■ THE PROBLEM
Gather every line of the records below that contains the string "grass", and copy each one out in full.

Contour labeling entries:
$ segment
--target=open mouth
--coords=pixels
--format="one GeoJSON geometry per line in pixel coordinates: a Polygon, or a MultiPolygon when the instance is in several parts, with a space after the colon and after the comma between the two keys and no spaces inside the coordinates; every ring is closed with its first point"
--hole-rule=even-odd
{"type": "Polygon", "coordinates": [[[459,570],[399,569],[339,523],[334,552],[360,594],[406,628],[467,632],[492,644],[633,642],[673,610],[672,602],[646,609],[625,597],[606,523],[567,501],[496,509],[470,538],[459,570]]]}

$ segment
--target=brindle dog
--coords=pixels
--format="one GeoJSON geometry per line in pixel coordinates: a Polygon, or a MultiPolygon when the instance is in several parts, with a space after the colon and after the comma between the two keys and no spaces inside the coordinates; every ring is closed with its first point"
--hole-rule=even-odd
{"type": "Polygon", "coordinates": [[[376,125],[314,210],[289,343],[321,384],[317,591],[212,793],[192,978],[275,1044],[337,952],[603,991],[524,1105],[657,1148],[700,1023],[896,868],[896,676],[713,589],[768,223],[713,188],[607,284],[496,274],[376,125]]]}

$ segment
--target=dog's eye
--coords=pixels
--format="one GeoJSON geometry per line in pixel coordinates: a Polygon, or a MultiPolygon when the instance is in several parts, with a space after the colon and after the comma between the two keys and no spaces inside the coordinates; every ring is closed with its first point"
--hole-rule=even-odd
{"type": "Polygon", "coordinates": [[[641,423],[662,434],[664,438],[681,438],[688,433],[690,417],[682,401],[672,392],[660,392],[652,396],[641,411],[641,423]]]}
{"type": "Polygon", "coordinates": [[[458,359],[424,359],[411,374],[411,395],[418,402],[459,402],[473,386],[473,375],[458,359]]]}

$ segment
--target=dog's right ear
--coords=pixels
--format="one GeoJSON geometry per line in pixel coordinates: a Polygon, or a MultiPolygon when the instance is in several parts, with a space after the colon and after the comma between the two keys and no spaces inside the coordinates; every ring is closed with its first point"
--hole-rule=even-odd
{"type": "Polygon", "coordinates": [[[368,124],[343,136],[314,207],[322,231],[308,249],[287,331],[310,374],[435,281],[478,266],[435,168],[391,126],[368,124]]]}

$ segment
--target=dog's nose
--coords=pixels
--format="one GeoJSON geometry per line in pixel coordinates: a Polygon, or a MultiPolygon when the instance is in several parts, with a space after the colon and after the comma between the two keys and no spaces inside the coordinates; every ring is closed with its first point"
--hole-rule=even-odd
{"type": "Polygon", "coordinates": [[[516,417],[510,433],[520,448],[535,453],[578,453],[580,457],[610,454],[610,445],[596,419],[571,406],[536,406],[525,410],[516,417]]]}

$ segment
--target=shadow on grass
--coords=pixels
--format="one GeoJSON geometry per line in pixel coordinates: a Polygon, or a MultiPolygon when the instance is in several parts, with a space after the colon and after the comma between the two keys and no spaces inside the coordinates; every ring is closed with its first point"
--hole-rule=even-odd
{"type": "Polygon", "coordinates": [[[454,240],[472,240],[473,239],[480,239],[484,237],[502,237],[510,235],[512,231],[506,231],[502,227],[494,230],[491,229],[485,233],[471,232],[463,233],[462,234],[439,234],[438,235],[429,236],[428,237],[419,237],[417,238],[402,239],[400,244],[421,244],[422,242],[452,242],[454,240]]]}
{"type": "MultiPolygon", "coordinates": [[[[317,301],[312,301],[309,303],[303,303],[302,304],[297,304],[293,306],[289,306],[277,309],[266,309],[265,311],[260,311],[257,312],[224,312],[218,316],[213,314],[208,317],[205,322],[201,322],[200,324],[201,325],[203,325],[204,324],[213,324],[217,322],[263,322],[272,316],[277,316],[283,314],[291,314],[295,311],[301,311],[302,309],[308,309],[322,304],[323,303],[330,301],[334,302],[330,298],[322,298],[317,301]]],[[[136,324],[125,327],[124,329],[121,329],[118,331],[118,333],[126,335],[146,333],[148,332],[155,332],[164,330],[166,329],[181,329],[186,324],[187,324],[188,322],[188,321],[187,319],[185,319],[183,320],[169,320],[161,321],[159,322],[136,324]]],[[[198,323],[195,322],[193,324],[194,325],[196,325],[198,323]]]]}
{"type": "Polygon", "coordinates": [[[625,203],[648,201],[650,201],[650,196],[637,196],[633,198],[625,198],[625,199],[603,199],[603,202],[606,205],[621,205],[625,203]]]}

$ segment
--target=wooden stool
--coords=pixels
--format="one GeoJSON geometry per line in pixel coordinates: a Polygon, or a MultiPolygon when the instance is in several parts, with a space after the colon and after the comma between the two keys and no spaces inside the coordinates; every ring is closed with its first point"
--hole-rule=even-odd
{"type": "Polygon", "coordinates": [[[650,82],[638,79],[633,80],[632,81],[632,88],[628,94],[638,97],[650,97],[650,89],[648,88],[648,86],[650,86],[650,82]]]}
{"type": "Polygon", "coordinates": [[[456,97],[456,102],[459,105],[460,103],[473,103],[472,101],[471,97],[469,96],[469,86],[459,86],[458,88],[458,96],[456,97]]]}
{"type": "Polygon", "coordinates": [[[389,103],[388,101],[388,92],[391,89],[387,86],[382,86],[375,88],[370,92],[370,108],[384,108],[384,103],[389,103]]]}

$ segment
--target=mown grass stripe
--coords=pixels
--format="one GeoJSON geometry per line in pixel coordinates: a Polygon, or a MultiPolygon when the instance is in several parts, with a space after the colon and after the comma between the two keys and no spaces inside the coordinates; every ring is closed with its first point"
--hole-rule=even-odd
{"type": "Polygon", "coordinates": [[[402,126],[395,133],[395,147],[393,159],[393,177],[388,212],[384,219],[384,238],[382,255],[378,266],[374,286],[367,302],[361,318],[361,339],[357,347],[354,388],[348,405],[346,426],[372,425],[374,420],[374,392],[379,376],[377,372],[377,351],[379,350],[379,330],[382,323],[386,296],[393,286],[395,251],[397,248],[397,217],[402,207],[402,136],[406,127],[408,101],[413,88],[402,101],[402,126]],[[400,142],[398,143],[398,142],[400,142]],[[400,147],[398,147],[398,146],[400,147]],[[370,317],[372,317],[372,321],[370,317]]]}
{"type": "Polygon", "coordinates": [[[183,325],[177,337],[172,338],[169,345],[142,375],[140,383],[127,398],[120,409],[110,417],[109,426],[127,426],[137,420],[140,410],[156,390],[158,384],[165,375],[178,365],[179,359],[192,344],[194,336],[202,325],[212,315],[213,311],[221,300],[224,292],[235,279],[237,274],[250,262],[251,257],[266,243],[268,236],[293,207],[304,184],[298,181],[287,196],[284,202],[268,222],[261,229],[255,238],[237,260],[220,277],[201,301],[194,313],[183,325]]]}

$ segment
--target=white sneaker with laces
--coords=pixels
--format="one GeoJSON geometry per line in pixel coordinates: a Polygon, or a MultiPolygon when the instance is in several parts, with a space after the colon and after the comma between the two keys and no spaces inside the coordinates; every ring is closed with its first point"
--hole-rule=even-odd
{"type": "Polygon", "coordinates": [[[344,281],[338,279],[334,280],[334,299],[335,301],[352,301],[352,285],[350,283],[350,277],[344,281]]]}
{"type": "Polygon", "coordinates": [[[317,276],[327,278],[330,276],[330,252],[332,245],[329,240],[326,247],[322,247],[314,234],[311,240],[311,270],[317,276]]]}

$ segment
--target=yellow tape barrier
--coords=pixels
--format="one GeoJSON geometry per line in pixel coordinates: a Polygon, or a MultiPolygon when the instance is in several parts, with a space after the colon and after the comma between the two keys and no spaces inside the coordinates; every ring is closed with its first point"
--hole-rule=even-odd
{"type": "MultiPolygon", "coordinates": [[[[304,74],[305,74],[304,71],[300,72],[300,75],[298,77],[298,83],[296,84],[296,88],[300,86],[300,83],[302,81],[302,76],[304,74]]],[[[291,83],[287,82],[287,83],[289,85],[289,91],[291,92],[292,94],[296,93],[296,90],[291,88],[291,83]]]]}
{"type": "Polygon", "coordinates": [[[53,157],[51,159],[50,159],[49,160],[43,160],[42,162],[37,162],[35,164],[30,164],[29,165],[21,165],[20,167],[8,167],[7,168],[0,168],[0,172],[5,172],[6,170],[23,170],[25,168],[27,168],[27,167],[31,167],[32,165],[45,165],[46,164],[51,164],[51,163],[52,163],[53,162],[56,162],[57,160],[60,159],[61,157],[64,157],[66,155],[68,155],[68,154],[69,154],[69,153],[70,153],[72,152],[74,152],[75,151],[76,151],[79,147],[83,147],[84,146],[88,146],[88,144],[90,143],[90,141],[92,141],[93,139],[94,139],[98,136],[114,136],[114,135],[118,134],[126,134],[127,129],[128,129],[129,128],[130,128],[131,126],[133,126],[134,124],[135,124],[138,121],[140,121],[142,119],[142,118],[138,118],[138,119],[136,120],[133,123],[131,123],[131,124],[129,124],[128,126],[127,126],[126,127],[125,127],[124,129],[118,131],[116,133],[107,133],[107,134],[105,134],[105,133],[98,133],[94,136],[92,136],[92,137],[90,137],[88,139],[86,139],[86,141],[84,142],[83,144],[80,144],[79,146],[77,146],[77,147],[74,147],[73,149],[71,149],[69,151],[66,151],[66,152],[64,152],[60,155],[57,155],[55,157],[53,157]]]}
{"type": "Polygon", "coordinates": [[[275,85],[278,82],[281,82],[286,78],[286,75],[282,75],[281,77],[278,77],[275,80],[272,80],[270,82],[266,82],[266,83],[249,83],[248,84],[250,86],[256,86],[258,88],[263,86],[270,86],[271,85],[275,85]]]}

■ TASK ANSWER
--target=shadow on grass
--target=mown grass stripe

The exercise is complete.